Schriftliche Aufgabe 1:
Wer ist laut dem Textauszug über PSI der Absender des Appells auf dem Plakat in der Abflughalle?
Schriftliche Aufgabe 2:
Schreibe den Textauszug über PSI von „Jedes Mal, wenn“ bis einschließlich „Wirtschaft und Technologie.“ neu und setze dabei „Werbeplakat“ an die Stelle von „Leuchtplakat“.
Schriftliche Aufgabe 3:
Setze den Textauszug über PSI im Anschluss an seinen letzten Satz fort.

Jedes Mal, wenn Harald Schrimpf in den vergangenen Wochen Berlin via Flugzeug verließ, hatte er die Wachstumsperspektiven seines Unternehmens bildlich vor Augen: „Stromnetze? Ja bitte! Neue Stromnetze sind für die Energiewende unverzichtbar“, steht in großen schwarzen Lettern auf einem drei mal drei Meter großen Leuchtplakat in der Abflughalle des Flughafens. Absender des Appells ist das Bundesministerium für Wirtschaft und Technologie.
Berliner Programmschmiede
Schrimpf ist Chef des Softwareentwicklers PSI aus Berlin. Das im TecDax notierte Unternehmen steuert mit seinen Programmen eben diese Stromnetze. Doch die Trassen müssen wegen der verstärkten Einspeisung von Wind- und Solarstrom dringend aus- und umgebaut werden. Und je mehr Strom dezentral eingespeist wird, desto komplizierter wird die Steuerung – was PSI aufgrund seiner Marktführerschaft zusätzliche Aufträge einbringen dürfte.

Gezeigtes Material:
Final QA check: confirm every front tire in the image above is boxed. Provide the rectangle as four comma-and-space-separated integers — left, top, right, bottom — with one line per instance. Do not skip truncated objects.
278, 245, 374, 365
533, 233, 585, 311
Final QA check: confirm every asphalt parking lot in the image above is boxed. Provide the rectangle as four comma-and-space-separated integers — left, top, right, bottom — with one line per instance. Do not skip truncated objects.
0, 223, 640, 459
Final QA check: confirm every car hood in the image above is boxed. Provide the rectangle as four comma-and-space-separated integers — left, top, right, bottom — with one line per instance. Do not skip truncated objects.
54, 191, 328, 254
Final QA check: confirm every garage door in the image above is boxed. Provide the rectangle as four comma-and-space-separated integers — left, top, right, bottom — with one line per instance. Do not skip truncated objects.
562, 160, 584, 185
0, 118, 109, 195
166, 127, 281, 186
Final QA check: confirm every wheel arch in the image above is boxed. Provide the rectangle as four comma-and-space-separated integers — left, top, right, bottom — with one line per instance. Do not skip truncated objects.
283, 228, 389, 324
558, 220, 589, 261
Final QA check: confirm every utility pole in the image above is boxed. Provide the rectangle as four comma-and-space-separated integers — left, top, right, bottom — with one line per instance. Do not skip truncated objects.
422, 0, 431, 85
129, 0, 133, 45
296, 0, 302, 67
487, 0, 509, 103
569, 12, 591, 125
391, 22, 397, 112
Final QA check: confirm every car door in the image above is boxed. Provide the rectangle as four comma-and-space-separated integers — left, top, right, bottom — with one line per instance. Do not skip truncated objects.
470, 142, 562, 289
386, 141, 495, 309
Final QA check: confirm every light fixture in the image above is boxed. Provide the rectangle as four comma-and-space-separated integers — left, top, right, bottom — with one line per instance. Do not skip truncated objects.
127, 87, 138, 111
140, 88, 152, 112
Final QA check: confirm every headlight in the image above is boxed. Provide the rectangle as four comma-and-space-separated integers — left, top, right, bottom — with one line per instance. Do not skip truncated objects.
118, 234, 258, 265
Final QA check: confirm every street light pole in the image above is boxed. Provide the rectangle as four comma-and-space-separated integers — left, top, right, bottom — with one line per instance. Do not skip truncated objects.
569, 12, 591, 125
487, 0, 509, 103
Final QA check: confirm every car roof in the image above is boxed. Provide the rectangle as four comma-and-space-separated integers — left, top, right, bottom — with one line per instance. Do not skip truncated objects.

Ausgabe 1:
Das Bundesministerium für Wirtschaft und Technologie.

Ausgabe 2:
Jedes Mal, wenn Harald Schrimpf in den vergangenen Wochen Berlin via Flugzeug verließ, hatte er die Wachstumsperspektiven seines Unternehmens bildlich vor Augen: „Stromnetze? Ja bitte! Neue Stromnetze sind für die Energiewende unverzichtbar“, steht in großen schwarzen Lettern auf einem drei mal drei Meter großen Werbeplakat in der Abflughalle des Flughafens. Absender des Appells ist das Bundesministerium für Wirtschaft und Technologie.

Ausgabe 3:
Die Energiewirtschaft in Deutschland steht vor gewaltigen Umwälzungen. Die bisherige Politik, die auf Atomstrom setzte, nutzte vor allem den großen Energieerzeugern. Die jetzt favorisierten erneuerbaren Energien bieten jedoch auch mittelständischen Unternehmen hervorragende Möglichkeiten. Windkraft, Fotovoltaik, E-Mobilität, Netzausbau und Wärmedämmung werden die Energiepolitik der kommenden Jahre und Jahrzehnte bestimmen. Obwohl auch hier Konzerne wie Siemens, Bosch oder Hochtief kräftig mitmischen, hat der Mittelstand beste Voraussetzungen, von der Energiewende zu profitieren: Unternehmen wie Lapp, die Solaranlagen und Windräder verkabeln, Krinner, der riesige Solarparks mit Schraubfundamenten versorgt, Energy & Meteo mit ihren Windvorhersagen oder eben PSI.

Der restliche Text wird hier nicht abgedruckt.